Prompt:
Which lines in the rows below contain the string "light"? Extract each of them.

Supplied information:

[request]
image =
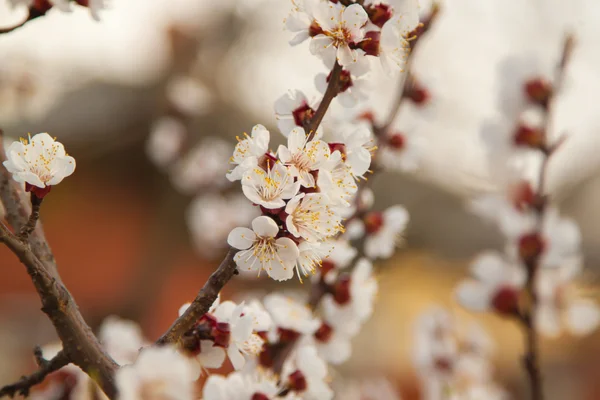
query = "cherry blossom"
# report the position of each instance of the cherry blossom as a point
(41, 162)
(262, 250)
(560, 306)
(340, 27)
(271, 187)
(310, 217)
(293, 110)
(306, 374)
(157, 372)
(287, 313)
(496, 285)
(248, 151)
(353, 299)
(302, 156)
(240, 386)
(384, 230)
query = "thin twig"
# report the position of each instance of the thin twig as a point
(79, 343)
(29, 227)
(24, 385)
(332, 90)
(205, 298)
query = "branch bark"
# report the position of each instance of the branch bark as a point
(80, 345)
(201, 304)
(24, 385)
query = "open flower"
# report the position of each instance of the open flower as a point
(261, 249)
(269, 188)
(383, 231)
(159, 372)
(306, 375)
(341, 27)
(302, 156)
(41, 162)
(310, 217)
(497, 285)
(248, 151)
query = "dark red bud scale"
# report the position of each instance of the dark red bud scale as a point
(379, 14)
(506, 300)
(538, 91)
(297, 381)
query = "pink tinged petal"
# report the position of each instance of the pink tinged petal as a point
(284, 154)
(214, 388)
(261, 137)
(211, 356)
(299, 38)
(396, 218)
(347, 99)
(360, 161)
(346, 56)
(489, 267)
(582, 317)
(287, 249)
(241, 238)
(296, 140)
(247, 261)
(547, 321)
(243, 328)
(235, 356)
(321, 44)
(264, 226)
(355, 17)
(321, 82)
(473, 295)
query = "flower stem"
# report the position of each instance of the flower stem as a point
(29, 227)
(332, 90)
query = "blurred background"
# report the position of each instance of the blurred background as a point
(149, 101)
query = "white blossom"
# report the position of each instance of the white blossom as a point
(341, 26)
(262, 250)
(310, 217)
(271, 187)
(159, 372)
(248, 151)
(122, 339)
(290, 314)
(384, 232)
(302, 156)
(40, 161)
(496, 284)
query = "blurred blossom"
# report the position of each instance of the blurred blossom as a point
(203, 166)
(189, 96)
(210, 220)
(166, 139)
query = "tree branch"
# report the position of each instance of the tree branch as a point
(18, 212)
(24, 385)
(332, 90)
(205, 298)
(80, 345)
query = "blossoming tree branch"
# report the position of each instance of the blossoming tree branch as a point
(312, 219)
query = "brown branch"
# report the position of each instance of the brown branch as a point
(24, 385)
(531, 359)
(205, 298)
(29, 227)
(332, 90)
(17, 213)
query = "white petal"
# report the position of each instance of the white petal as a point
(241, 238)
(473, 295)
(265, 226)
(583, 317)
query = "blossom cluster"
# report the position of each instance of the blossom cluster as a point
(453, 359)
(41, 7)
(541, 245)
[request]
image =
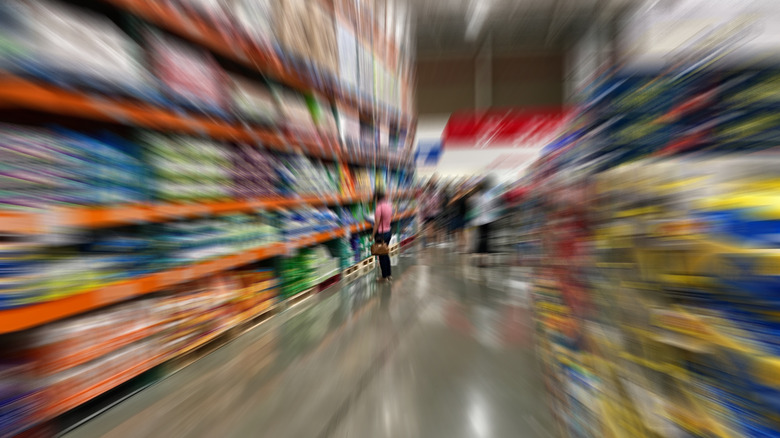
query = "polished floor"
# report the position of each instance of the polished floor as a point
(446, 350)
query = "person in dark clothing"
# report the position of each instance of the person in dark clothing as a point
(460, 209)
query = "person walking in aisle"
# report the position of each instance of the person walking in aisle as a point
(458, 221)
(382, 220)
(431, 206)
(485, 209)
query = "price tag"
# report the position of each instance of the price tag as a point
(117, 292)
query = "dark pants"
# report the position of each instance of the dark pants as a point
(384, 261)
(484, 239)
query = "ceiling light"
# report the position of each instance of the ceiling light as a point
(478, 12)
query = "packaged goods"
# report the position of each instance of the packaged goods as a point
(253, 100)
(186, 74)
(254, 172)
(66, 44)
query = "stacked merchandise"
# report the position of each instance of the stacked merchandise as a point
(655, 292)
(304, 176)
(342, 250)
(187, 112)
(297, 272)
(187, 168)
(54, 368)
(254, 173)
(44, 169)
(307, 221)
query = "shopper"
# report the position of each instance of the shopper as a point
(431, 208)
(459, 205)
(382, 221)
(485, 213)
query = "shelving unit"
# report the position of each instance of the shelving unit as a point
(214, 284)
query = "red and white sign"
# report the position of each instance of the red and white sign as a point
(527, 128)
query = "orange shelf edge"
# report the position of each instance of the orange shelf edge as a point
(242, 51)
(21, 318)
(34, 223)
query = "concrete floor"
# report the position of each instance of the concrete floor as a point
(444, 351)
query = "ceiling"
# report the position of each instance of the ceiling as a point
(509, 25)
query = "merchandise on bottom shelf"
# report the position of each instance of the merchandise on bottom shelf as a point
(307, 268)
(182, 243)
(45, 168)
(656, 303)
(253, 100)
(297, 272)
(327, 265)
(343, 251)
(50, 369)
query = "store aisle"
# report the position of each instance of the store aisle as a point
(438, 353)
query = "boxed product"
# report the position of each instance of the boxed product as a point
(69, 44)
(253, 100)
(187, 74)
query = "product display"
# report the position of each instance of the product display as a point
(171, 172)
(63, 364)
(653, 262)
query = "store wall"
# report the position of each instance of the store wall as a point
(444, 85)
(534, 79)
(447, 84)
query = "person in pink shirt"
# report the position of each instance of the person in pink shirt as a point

Task answer:
query = "ceiling light"
# report the position of each instance of the ceiling light as a point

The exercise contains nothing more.